How many lines of the records below contain the word "hanging"? Reply with the number alone.
** START Data lines **
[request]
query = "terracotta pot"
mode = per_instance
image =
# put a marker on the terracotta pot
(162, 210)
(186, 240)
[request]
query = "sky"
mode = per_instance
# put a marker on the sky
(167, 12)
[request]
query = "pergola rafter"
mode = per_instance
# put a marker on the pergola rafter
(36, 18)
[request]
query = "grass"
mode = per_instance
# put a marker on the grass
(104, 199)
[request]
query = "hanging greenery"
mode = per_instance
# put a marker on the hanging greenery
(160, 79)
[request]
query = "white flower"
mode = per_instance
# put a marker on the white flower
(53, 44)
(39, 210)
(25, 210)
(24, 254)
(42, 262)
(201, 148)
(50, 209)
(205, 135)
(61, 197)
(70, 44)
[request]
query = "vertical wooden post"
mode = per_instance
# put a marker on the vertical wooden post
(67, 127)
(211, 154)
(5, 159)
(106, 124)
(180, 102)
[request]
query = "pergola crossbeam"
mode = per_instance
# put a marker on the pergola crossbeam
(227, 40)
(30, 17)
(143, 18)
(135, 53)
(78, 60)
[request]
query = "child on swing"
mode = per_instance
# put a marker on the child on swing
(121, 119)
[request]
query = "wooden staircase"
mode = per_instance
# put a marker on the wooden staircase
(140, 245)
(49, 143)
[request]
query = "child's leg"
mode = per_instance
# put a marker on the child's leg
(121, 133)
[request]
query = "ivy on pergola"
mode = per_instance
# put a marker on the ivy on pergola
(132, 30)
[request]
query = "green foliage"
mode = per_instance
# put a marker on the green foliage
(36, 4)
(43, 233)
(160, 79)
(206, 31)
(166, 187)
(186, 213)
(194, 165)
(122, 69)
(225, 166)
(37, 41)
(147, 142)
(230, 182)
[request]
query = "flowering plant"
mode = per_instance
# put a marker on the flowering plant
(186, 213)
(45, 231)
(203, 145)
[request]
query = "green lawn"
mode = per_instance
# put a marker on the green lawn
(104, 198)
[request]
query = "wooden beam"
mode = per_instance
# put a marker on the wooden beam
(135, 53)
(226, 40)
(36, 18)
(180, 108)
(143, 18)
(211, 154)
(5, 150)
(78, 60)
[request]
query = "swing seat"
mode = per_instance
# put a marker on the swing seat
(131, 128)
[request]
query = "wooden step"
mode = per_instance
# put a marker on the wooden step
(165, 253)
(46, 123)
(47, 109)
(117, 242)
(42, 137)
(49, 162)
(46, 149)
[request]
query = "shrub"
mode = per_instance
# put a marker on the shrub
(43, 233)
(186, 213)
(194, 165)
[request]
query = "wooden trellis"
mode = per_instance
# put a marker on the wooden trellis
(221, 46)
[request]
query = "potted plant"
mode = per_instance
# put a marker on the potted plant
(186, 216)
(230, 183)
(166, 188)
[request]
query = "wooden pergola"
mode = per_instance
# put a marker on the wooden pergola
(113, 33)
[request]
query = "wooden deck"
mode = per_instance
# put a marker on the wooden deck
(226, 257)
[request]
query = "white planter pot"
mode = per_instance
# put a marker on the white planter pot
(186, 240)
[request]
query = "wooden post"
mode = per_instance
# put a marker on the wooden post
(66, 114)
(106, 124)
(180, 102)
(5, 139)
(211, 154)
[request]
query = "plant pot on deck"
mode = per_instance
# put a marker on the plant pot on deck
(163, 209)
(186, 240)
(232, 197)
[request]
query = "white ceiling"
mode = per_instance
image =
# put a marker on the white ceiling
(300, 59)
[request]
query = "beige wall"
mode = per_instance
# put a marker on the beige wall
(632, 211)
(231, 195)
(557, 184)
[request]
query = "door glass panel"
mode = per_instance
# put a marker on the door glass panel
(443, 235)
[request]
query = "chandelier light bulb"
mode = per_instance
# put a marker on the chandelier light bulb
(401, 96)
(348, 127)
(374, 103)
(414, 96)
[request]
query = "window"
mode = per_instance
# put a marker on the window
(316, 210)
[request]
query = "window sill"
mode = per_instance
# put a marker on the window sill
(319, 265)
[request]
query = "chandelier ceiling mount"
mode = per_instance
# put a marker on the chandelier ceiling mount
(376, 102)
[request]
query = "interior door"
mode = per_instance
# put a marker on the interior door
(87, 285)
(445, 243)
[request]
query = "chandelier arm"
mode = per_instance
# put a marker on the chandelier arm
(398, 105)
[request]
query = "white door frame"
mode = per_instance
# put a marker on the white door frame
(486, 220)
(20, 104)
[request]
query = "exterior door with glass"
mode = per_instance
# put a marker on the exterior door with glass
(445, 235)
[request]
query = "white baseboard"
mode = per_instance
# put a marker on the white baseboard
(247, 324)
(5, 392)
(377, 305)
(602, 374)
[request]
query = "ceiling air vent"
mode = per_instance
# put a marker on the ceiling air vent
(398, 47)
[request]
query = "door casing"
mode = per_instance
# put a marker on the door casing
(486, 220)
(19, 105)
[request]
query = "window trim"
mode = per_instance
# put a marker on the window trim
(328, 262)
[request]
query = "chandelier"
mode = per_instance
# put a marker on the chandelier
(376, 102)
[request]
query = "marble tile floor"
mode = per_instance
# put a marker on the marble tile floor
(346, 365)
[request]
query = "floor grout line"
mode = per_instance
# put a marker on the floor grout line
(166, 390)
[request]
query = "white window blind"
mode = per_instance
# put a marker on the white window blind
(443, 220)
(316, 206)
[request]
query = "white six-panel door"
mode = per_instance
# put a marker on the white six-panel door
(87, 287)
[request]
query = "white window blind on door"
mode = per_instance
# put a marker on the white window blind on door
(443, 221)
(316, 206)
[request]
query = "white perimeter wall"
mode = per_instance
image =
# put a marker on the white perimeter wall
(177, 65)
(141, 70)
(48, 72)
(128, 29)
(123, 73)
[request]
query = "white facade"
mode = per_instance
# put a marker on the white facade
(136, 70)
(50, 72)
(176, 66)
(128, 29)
** END Data lines **
** START Data lines **
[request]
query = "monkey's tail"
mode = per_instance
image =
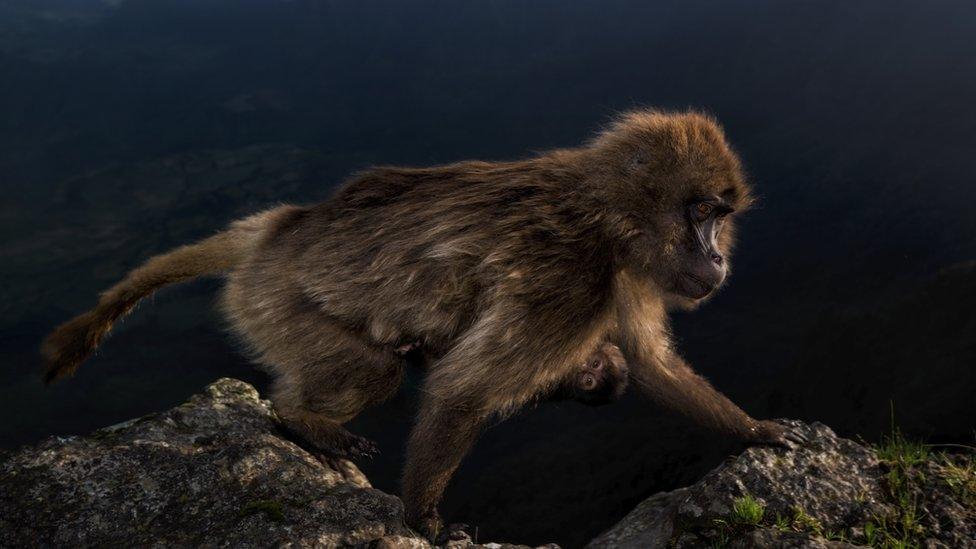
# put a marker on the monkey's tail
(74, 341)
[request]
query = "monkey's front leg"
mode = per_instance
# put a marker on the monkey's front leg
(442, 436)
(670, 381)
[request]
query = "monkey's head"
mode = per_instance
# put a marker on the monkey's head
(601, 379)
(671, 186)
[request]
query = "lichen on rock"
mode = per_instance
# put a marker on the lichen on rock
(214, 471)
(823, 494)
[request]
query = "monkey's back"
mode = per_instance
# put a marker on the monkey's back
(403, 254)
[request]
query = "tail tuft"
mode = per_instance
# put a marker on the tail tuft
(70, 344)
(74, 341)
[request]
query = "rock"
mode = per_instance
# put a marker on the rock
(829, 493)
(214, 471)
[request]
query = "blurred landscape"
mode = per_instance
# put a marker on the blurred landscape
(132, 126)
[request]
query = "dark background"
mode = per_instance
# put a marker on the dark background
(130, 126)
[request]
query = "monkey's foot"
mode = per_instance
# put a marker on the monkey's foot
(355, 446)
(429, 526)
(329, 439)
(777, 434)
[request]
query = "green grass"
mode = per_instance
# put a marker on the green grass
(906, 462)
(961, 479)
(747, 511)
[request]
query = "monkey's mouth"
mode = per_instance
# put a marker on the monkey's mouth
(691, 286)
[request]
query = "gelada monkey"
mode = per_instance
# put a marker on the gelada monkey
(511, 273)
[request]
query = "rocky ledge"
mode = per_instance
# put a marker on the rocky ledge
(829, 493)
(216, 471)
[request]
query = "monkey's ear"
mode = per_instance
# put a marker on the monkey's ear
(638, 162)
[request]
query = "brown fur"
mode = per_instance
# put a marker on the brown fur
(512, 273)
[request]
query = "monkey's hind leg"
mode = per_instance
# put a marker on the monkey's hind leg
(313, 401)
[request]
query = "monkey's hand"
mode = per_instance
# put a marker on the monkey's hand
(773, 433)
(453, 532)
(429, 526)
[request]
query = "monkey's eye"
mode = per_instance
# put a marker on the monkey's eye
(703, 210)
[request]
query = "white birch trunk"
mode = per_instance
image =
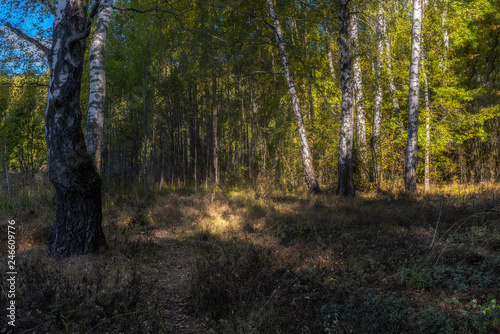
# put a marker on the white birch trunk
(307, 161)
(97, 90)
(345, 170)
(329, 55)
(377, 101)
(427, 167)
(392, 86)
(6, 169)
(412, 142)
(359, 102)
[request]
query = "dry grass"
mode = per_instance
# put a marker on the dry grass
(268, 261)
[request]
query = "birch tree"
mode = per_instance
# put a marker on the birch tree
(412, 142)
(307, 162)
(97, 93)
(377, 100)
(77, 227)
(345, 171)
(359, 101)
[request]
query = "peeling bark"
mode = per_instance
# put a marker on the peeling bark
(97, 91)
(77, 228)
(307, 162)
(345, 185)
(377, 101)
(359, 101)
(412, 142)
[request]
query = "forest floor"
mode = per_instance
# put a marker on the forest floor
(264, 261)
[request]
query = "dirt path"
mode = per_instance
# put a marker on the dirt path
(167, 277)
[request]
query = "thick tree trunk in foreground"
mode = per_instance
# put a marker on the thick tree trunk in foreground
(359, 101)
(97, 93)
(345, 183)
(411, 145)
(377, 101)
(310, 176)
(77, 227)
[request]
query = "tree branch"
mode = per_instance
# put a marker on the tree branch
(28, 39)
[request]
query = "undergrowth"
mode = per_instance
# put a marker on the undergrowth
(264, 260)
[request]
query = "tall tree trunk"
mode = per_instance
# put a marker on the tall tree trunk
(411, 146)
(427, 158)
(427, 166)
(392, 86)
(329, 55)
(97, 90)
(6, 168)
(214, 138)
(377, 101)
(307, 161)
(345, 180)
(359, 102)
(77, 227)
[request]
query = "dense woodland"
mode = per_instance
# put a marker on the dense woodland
** END Data lines **
• **Output of the exercise**:
2